> Dataset excerpts:
## Begin

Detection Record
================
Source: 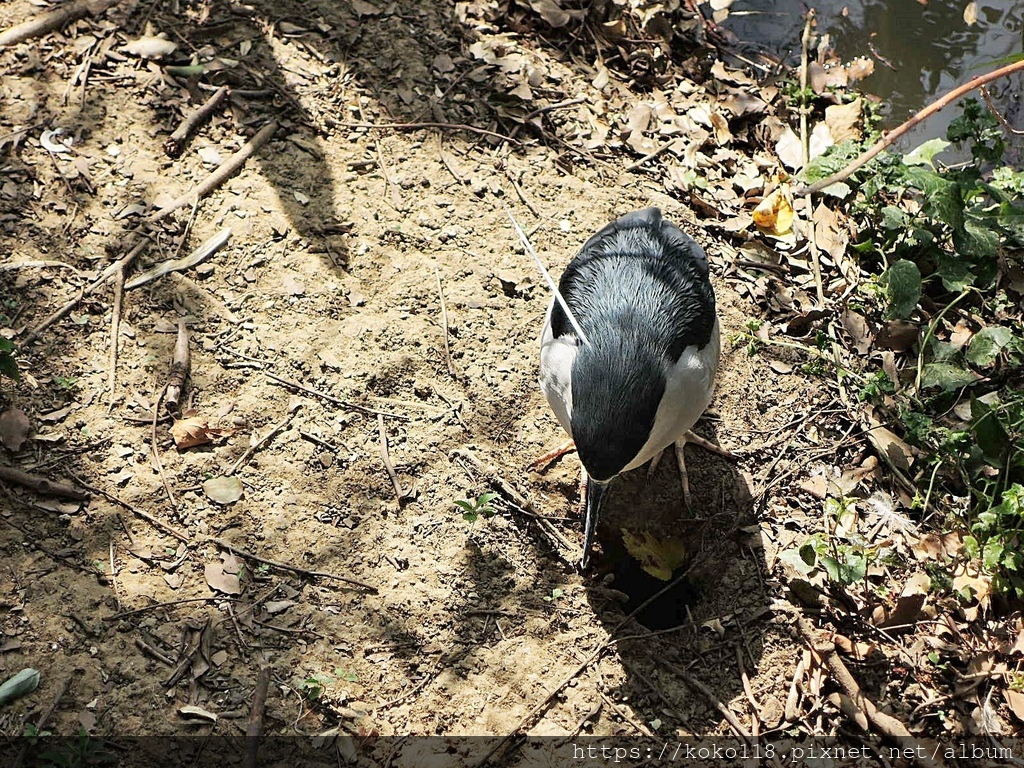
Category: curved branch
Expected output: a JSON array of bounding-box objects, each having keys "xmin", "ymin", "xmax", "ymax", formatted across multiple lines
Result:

## End

> What you need to do: Set down every line of the entries above verbatim, omitting the pictures.

> Exercise response:
Detection Record
================
Source: 
Category: curved branch
Expected output: a JSON array of bounding-box objects, each having keys "xmin", "ymin", "xmax", "ymax", formatted across multiple lines
Result:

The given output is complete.